# ページ抜粋:

マヨネーズやチーズ、扇風機、靴などなど、
その領域のディープな世界を紹介するバラエティー番組。

2月のスペシャル版では視聴率が14%もあり人気がある。

この番組の構造、
広告会社の人間からするととても興味深いものではないか。

広告会社の人間は、担当するクライアントの商品の売上を上げたいと強く願っている。

いまや家電も自動車も飲料も他商品全て
すぐに技術が追いつかれあっという間に商品の差別化ができなくなる時代。

そのような中でも企業は、
たえまぬ努力によって今までなかった機能や
かゆいところに手が届くような機能を付けるために
多くの開発時間をかけている。

やっとできあがった商品の良さをきちんと生活者に伝えたいと思うが
生活が豊かになりすぎた現在、そのような機能の良さをきちんと伝えることができるだろうか。
反応するとしてもニッチな層だけではないか、という悩みも出てくる。

PRを使うのか、広告で伝えるのか。
企業も広告会社も頭を悩ませやすい時代だ。

2011年の深夜番組からスタートした
マツコの知らない世界は、2014年にゴールデンに昇格した。

牛乳ってこんなにも奥が深かったのか。
扇風機ってここまで進化していたのか。

と知らない世界を知ることで面白いと感じる。

もともと人間は
自分の知らないことを知ると驚きとともに面白さを感じる。
世界が広がることで、これからの選択肢が増えたり
友人との話のネタになることで面白いと感じるためか。

# データ内容:
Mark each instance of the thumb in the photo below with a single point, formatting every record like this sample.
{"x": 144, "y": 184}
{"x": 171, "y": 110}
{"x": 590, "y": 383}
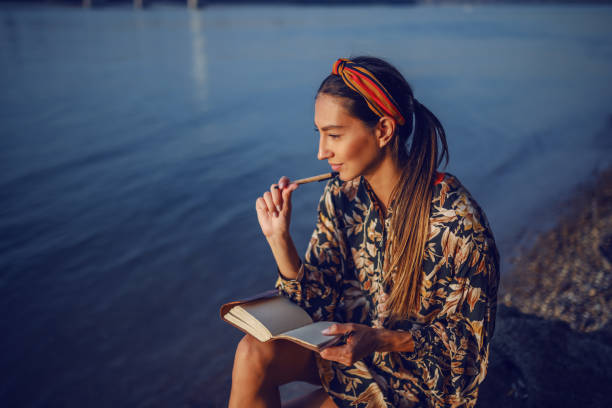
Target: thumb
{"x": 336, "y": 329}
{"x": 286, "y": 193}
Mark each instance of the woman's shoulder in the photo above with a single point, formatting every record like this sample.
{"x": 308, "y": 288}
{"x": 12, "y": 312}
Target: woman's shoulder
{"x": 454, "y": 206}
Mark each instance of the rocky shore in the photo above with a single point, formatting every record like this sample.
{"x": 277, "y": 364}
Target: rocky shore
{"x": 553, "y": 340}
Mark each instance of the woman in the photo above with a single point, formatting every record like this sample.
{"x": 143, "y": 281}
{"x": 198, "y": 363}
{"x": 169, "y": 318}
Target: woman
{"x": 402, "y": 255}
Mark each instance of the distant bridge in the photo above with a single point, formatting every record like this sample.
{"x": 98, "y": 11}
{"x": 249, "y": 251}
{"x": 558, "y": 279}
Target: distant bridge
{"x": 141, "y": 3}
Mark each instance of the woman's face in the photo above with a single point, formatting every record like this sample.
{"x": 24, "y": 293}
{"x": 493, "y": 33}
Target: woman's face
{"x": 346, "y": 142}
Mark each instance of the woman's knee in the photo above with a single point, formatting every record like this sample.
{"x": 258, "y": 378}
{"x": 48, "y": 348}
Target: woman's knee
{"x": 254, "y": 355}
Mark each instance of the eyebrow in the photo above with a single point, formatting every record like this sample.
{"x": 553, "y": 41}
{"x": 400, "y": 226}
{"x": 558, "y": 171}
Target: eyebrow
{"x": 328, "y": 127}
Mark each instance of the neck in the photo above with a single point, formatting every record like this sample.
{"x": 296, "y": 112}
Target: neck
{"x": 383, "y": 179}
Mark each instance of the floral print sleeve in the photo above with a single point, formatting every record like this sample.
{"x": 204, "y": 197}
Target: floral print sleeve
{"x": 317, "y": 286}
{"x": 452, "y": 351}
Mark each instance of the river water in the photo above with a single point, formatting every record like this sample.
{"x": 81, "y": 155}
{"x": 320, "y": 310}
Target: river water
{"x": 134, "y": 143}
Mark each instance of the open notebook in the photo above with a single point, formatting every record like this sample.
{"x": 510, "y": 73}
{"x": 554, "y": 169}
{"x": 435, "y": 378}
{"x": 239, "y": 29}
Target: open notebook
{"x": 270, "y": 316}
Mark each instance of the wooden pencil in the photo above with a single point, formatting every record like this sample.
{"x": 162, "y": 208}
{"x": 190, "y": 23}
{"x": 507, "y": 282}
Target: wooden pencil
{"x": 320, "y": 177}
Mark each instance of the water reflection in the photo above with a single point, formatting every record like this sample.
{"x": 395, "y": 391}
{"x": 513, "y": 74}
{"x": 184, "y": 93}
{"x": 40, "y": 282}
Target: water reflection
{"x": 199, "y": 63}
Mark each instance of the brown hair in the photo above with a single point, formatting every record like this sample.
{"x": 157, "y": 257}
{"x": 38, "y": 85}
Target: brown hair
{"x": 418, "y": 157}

==

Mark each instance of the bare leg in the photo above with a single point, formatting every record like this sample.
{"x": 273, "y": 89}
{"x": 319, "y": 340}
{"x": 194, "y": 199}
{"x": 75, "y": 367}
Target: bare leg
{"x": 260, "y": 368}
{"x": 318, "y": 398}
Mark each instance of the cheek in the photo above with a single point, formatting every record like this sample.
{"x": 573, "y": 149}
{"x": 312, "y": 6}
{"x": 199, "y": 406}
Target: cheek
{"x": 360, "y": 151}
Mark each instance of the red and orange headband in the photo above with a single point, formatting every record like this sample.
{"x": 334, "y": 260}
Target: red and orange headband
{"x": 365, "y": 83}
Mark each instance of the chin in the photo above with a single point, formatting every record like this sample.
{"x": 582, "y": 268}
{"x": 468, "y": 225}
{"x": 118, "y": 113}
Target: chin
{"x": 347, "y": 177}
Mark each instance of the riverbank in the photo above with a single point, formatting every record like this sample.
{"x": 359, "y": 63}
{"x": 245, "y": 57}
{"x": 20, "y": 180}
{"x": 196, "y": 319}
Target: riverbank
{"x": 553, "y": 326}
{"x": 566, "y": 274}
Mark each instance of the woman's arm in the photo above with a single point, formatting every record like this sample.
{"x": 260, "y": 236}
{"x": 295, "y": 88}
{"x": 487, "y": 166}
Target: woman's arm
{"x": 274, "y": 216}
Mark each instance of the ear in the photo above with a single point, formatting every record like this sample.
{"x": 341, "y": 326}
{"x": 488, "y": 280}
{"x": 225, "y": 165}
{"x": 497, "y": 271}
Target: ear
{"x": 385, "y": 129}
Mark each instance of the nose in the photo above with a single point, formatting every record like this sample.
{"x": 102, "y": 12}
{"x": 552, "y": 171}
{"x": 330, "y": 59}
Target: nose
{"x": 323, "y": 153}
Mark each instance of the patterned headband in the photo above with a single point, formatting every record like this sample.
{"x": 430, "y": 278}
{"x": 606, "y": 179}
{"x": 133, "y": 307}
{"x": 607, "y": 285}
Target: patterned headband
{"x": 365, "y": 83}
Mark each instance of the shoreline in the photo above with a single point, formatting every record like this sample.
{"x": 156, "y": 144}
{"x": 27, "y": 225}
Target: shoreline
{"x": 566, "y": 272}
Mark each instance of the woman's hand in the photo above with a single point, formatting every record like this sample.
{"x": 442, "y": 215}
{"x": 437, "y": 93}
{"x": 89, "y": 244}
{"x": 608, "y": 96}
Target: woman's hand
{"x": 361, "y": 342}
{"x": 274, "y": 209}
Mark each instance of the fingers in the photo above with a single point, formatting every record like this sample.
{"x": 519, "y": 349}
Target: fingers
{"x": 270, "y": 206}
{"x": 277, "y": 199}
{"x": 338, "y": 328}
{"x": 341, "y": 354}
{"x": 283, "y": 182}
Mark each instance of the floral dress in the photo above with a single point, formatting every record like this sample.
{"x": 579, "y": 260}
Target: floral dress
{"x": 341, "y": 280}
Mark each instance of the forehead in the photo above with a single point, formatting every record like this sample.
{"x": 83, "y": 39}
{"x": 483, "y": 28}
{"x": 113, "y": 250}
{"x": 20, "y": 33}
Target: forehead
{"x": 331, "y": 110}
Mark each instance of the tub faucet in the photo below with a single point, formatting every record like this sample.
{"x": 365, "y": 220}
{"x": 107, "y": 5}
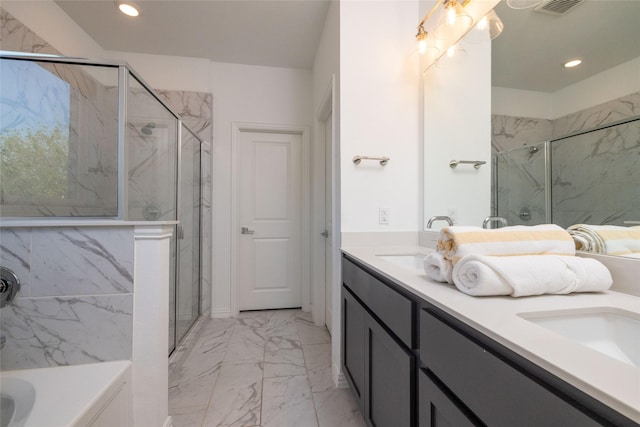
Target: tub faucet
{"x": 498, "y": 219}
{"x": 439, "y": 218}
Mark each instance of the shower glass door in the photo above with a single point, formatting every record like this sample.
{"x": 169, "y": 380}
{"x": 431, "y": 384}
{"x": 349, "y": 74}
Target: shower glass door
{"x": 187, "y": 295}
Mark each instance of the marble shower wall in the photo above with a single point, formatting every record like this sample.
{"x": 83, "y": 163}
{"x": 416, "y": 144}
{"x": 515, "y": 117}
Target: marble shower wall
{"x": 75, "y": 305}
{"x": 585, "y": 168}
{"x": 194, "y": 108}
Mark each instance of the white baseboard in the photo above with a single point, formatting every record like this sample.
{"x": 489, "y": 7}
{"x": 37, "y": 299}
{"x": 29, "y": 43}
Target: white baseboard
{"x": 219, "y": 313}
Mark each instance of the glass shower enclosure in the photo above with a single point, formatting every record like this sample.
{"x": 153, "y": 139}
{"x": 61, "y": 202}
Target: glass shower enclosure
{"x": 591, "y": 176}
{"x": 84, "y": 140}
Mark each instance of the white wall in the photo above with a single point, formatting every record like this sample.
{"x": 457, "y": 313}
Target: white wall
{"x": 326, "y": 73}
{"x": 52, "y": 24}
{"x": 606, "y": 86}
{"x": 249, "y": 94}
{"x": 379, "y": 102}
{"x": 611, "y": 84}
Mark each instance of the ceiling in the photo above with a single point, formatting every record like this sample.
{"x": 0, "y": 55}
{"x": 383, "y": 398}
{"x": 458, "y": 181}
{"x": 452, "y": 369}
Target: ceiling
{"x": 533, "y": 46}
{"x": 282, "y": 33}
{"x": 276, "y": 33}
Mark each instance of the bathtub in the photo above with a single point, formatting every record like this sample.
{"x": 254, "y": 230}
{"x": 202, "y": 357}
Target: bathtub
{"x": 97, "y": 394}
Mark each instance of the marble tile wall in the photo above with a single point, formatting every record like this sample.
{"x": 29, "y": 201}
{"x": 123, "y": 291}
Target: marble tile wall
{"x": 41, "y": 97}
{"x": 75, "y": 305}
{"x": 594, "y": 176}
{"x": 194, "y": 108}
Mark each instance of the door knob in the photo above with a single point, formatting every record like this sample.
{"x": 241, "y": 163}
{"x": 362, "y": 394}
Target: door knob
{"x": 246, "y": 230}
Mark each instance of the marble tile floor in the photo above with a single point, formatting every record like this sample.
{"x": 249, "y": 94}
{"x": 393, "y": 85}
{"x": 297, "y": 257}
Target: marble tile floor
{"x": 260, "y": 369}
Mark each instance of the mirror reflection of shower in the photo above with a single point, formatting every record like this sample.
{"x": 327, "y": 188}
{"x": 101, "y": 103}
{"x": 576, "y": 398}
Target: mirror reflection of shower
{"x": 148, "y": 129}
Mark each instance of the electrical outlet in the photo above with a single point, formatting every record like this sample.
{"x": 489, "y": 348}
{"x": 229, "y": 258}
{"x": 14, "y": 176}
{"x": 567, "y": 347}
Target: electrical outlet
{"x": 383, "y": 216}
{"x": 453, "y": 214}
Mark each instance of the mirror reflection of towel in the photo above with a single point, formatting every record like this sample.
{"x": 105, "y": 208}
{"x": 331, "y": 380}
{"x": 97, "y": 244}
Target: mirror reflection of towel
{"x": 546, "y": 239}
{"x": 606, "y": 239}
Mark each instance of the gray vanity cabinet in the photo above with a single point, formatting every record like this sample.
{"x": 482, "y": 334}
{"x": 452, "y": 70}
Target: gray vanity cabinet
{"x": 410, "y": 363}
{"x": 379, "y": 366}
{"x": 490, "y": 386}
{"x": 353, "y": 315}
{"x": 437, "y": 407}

==

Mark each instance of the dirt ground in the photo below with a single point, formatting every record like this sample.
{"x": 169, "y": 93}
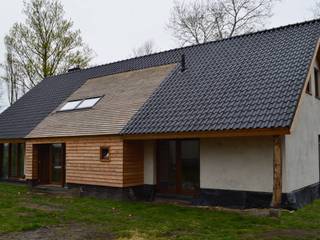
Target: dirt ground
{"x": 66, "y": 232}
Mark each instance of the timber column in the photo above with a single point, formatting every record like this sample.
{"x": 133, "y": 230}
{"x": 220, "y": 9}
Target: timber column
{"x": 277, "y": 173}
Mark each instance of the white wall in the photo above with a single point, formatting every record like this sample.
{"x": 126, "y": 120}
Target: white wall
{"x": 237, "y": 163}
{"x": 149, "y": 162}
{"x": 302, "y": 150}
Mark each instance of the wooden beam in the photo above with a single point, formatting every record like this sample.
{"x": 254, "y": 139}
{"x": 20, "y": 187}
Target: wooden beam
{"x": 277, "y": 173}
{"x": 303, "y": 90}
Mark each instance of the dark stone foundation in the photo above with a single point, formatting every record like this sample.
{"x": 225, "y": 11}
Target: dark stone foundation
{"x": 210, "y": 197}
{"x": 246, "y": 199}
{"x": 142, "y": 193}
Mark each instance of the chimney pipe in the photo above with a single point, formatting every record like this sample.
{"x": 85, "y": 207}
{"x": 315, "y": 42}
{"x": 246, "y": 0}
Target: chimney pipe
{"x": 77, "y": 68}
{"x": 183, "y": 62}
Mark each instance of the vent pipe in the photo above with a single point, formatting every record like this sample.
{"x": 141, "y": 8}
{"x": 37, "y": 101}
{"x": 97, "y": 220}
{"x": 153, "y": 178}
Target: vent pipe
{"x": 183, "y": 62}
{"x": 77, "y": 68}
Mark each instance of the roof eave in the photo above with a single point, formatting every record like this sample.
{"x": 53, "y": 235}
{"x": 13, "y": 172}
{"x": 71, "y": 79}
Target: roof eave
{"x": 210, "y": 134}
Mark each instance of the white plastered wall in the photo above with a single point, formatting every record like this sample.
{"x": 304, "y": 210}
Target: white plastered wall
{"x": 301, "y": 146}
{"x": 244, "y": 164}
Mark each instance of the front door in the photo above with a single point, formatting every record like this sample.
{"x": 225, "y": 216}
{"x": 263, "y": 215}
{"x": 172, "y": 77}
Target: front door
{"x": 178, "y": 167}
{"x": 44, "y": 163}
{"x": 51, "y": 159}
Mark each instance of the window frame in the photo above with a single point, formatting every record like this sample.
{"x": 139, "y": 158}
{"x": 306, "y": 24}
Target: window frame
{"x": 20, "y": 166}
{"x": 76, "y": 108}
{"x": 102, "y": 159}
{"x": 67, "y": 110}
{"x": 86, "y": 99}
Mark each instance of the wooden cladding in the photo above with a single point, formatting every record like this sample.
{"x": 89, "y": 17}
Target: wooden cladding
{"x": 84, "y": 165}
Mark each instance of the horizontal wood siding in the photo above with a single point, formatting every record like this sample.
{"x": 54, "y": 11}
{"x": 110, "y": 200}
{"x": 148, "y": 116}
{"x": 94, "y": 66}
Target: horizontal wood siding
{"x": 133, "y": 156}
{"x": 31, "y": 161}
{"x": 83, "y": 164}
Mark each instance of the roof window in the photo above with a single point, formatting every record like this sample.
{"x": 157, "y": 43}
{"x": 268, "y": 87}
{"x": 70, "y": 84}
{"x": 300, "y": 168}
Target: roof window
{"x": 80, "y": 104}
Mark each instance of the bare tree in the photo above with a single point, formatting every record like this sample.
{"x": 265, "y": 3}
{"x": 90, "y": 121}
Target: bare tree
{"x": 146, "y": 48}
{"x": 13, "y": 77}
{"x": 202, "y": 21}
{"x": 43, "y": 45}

# 指示:
1 – マツコの知らない世界についての文章によると、この番組がゴールデンに昇格したのは何年か。
2 – マツコの知らない世界についての文章から、「やっとできあがった商品の良さをきちんと生活者に伝えたいと思うが」を含む語句で始め、「扇風機ってここまで進化していたのか。」のあとで止めて、そのまま書き写すこと。
3 – マツコの知らない世界についての文章を、最後の文のあとから書き継ぐこと。
データの行は、マツコの知らない世界についての文章とは関係がない。

# 出力一覧:
1 – 2014年にゴールデンに昇格した。

2 –
やっとできあがった商品の良さをきちんと生活者に伝えたいと思うが
生活が豊かになりすぎた現在、そのような機能の良さをきちんと伝えることができるだろうか。
反応するとしてもニッチな層だけではないか、という悩みも出てくる。

PRを使うのか、広告で伝えるのか。
企業も広告会社も頭を悩ませやすい時代だ。

2011年の深夜番組からスタートした
マツコの知らない世界は、2014年にゴールデンに昇格した。

牛乳ってこんなにも奥が深かったのか。
扇風機ってここまで進化していたのか。

3 –
ニッチをあつめてディープな世界を紹介するという番組の構成だけでなく
生活者目線でのマツコのズバズバ切っていく本音のスタイルも面白い。

金額が高い物は正直に「高っか!!」と叫ぶし
食べれないカテゴリは「食べれない」と無理に食べない。
あくまで生活者と同じ目線なので、視聴者も信頼して観ることができる。

このような商品の良さをめいっぱい伝えることができる番組を観て
「しこめないのかな」と思う広告会社の人間も少なくないだろう。

放送局のやらせの問題もシビアになっている現在、しこむことは無理だろうが、
番組内で商品を時間をかけて積極的にPRできるこのような番組はなかなか存在しない。

本来広告会社からすると
放送局とこのような番組作りを一から考えたり、出版社と新しく企画を考えたりなど
既存の、ヒットした後のプラットフォームやサービスに乗っかるのではなく
自ら作っていくことも考えないといけない。

このマツコの知らない世界は、
とてもよくできており本当に秀逸な番組。

いまは番組のセット内で行う企画が多いが
例えば、不動産や映画館、アミューズメントパークなど
屋外でないと紹介できないカテゴリも多々あるだろう。

ロケという形でもっと様々なディープな世界を紹介してほしい。

にしてもこういうPRを主体とした番組。
本当にうらやましい。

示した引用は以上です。